_SOURCE RECORDS_
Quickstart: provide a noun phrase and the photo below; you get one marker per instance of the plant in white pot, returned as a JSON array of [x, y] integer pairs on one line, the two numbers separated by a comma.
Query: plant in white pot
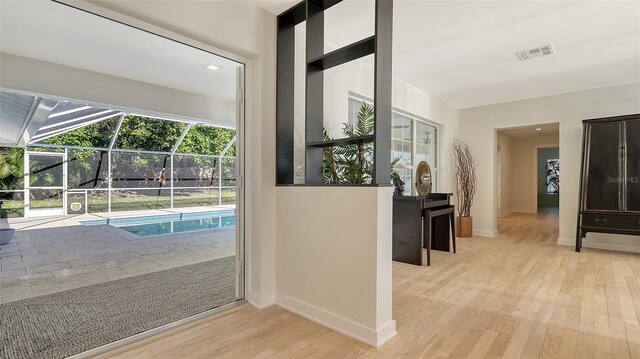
[[466, 186]]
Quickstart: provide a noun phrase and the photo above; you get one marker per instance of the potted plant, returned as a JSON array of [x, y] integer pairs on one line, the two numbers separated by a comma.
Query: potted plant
[[466, 186]]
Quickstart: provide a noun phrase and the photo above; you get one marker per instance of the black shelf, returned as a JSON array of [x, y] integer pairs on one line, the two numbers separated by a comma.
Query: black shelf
[[343, 141], [325, 4], [345, 54], [379, 45]]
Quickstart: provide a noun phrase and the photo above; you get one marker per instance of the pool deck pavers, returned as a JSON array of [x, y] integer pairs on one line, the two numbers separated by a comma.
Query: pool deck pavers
[[52, 254]]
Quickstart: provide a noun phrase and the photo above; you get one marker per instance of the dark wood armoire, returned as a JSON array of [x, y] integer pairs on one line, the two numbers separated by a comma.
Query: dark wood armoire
[[610, 177]]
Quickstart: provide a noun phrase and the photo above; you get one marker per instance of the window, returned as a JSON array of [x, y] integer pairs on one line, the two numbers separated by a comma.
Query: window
[[412, 140]]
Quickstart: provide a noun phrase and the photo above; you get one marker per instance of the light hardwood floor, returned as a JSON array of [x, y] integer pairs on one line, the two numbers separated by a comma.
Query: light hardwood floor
[[515, 296]]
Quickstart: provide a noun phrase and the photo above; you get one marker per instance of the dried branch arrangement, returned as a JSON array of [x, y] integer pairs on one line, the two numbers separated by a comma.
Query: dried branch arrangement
[[465, 176]]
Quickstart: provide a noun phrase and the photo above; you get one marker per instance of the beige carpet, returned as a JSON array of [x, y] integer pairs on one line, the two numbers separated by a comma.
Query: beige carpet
[[66, 323]]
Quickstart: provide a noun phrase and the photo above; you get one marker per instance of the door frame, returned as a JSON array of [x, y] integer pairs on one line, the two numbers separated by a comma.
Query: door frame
[[536, 169]]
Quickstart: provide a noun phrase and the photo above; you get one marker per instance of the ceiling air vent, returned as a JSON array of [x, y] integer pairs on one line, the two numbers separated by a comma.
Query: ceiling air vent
[[537, 52]]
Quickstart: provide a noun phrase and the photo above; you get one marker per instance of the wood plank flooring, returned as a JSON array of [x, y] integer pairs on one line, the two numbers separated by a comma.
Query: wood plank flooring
[[515, 296]]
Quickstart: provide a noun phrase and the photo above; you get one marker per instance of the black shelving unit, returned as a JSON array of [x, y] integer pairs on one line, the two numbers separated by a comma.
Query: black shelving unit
[[380, 45]]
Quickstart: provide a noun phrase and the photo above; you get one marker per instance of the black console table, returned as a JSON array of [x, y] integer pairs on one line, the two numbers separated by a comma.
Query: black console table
[[422, 222]]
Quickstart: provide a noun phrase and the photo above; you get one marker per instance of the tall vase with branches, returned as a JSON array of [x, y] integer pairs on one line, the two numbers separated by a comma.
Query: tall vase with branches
[[466, 179]]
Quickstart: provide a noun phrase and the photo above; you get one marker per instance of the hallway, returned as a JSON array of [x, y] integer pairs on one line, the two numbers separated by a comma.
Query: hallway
[[516, 295]]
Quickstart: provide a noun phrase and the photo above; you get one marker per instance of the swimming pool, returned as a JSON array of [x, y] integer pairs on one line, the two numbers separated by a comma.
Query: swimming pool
[[170, 223]]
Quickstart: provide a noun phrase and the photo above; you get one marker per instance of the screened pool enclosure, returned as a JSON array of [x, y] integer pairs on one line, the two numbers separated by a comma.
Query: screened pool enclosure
[[86, 159]]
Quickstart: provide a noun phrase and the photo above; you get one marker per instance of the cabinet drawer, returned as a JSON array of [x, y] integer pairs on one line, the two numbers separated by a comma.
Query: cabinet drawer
[[611, 221]]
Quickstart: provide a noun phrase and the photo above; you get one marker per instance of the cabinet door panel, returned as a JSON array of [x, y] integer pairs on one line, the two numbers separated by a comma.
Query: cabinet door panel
[[603, 170], [633, 165]]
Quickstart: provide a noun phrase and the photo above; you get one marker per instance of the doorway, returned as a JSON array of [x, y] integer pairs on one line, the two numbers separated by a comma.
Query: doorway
[[548, 179], [135, 179], [524, 188]]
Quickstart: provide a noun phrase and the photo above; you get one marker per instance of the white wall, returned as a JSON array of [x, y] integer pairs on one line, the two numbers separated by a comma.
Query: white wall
[[46, 78], [334, 258], [356, 77], [505, 144], [478, 126]]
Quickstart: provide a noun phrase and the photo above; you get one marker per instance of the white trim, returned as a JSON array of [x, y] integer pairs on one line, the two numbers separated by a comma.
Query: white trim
[[261, 302], [482, 233], [566, 241], [374, 337], [525, 210]]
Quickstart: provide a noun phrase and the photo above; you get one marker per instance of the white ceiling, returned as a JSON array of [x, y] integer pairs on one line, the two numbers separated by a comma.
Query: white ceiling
[[463, 52], [51, 32]]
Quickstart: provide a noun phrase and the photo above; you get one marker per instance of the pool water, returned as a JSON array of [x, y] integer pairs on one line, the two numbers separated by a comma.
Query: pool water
[[168, 224]]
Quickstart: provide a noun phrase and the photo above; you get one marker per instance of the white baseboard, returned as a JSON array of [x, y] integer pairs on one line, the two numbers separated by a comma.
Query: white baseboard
[[525, 210], [600, 245], [261, 302], [338, 323], [563, 241], [482, 233]]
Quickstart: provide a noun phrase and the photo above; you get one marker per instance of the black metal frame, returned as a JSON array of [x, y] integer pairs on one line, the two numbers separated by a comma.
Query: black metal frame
[[380, 45]]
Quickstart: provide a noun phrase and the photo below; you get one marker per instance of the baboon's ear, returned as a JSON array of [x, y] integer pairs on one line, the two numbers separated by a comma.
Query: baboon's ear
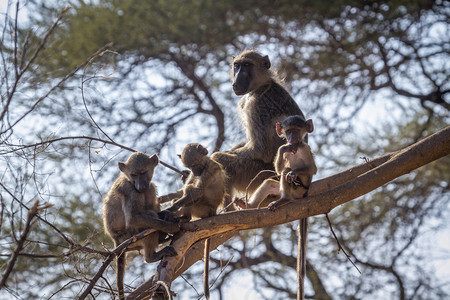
[[202, 149], [122, 167], [309, 126], [266, 62], [279, 129], [154, 159]]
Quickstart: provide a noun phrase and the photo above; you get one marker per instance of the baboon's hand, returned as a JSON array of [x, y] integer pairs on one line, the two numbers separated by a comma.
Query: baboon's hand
[[168, 216], [291, 176]]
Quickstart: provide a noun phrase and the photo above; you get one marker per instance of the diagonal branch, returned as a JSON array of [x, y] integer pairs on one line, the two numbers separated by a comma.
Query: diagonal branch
[[326, 194]]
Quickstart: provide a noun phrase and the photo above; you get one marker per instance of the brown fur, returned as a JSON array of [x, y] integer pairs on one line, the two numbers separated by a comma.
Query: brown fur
[[130, 207], [203, 193], [263, 103]]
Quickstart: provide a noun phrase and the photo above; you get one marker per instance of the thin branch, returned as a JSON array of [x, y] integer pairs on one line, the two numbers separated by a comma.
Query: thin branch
[[31, 214], [48, 142], [339, 244]]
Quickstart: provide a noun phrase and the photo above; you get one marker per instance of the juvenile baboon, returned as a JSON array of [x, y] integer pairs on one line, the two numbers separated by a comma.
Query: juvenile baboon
[[130, 207], [264, 102], [203, 193], [295, 165], [204, 189]]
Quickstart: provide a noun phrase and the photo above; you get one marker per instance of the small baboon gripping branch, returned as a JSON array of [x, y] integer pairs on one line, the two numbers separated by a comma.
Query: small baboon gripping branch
[[324, 195]]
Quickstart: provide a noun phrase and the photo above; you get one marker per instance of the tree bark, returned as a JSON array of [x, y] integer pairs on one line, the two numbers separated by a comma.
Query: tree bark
[[324, 195]]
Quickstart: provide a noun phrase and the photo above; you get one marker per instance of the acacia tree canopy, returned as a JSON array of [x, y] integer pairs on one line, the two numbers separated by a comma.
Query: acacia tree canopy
[[153, 76]]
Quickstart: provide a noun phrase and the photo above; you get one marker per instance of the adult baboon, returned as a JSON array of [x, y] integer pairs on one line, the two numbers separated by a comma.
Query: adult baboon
[[264, 103]]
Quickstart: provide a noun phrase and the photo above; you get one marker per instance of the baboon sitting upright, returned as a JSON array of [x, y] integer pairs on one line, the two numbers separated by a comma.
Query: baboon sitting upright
[[131, 206], [264, 103]]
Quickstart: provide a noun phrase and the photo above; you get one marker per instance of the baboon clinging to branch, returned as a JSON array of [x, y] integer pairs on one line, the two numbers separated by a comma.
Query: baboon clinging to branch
[[130, 206], [264, 102], [204, 189], [203, 193]]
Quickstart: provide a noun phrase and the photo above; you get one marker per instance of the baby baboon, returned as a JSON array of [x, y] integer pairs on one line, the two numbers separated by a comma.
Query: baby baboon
[[204, 189], [203, 193], [130, 207], [295, 165], [264, 102]]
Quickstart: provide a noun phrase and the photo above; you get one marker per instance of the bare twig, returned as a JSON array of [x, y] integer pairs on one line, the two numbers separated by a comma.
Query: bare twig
[[339, 244], [31, 214], [46, 143]]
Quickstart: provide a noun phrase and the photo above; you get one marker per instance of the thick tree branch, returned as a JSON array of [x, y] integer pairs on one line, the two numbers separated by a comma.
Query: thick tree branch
[[353, 183]]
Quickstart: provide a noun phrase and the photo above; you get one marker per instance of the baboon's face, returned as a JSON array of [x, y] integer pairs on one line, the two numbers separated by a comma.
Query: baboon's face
[[139, 170], [141, 180], [294, 129], [197, 169], [242, 76]]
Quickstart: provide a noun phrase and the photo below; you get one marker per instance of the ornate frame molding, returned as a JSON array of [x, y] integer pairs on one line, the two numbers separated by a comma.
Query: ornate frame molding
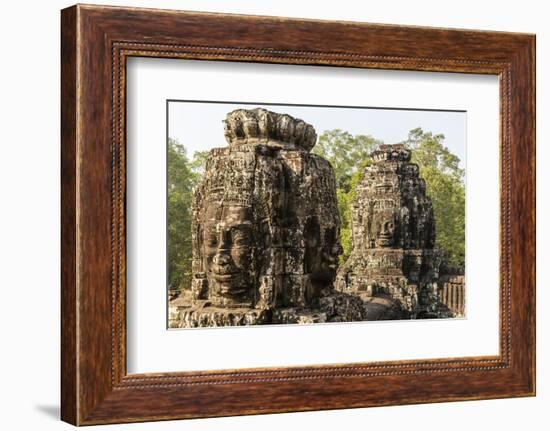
[[96, 41]]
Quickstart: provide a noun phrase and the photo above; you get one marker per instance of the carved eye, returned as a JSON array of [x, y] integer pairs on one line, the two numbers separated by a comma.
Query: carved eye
[[239, 237], [211, 239]]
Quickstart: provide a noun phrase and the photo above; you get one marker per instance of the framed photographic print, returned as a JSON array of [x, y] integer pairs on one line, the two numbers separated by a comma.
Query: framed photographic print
[[264, 214]]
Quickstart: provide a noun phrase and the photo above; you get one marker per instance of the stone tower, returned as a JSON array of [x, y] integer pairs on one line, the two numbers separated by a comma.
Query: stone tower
[[266, 229], [393, 265]]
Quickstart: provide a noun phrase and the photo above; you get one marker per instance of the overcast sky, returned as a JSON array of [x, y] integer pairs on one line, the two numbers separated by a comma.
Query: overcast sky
[[198, 125]]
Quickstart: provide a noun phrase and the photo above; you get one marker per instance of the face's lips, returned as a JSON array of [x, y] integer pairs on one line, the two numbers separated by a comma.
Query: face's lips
[[224, 277]]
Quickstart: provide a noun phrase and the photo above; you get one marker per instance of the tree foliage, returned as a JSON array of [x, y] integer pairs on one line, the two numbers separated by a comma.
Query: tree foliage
[[445, 186], [348, 154], [183, 175]]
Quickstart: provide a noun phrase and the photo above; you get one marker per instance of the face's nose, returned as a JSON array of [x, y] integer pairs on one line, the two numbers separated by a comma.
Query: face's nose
[[221, 258]]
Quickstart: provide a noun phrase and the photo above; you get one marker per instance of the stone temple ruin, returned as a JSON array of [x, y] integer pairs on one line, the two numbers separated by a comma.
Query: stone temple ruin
[[266, 235], [393, 265]]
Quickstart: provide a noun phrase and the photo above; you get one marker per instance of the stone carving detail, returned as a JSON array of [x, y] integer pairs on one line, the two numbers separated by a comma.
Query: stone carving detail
[[393, 260], [266, 235], [266, 229]]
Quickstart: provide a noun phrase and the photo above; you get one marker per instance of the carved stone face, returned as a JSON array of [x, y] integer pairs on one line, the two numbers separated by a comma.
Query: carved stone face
[[385, 230], [228, 252]]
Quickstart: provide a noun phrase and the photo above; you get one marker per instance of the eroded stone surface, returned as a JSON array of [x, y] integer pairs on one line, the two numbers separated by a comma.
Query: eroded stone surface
[[266, 229], [393, 238], [266, 235]]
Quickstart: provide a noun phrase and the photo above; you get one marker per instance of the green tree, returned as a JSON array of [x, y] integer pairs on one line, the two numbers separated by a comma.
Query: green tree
[[348, 154], [445, 186], [183, 175]]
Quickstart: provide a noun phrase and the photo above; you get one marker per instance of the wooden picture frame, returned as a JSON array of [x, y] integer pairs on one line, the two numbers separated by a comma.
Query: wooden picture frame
[[95, 43]]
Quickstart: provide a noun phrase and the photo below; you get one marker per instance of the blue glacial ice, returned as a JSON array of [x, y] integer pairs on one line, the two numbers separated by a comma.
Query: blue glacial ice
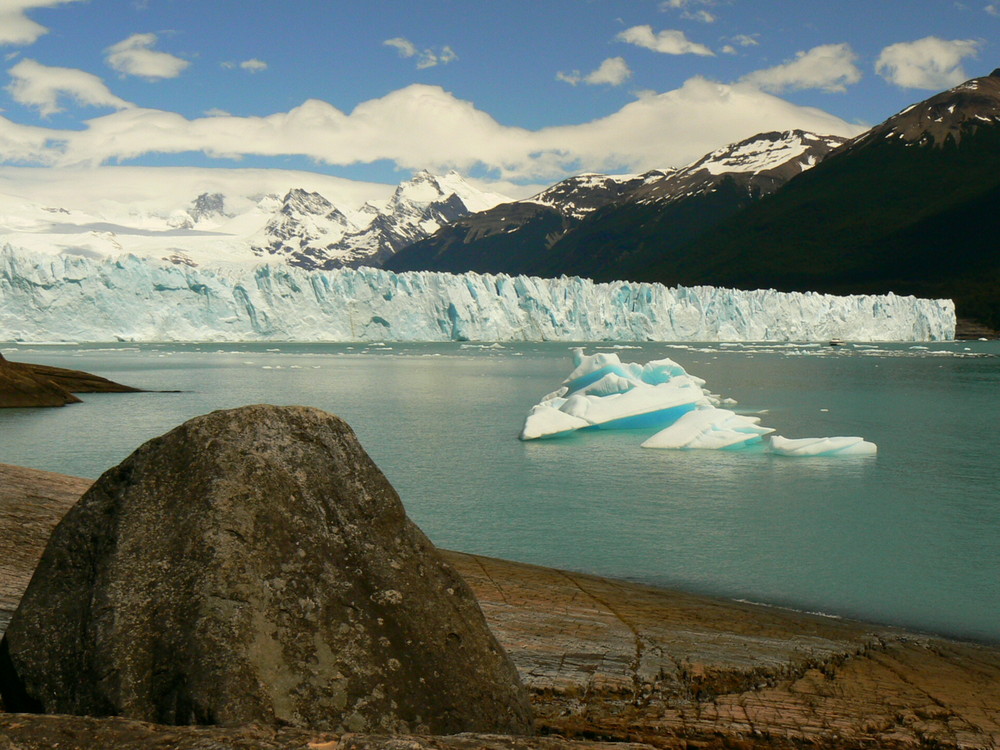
[[603, 393], [73, 298]]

_WORK TASK_
Look through the data above and report every line in which "below" appears.

_EXPECTED OUTPUT_
Quickstart: provide a noun phrase and the photo below; you get one marker per instance of the plant in white pot, returned as a JSON array of [x, y] integer pairs on one line, the two numbers separated by a comma.
Quickstart: provide a noun phrase and the photo below; you get one marker per instance of the baboon's ear, returned as a JSON array of [x, y] integer pairs on one line, the two numbers separated by a comma.
Quickstart: provide a noun phrase and the photo below; you get one marker per instance of the ornate frame molding, returned as a JSON array of [x, y] integer pairs on one line, the two numbers separated by a comma.
Quickstart: provide a noun phrase and the photo below; you get one marker per instance of the blue glacial ice, returned as a JSON array of [x, y] integer pairs on one line, the two numbers separated by a comma.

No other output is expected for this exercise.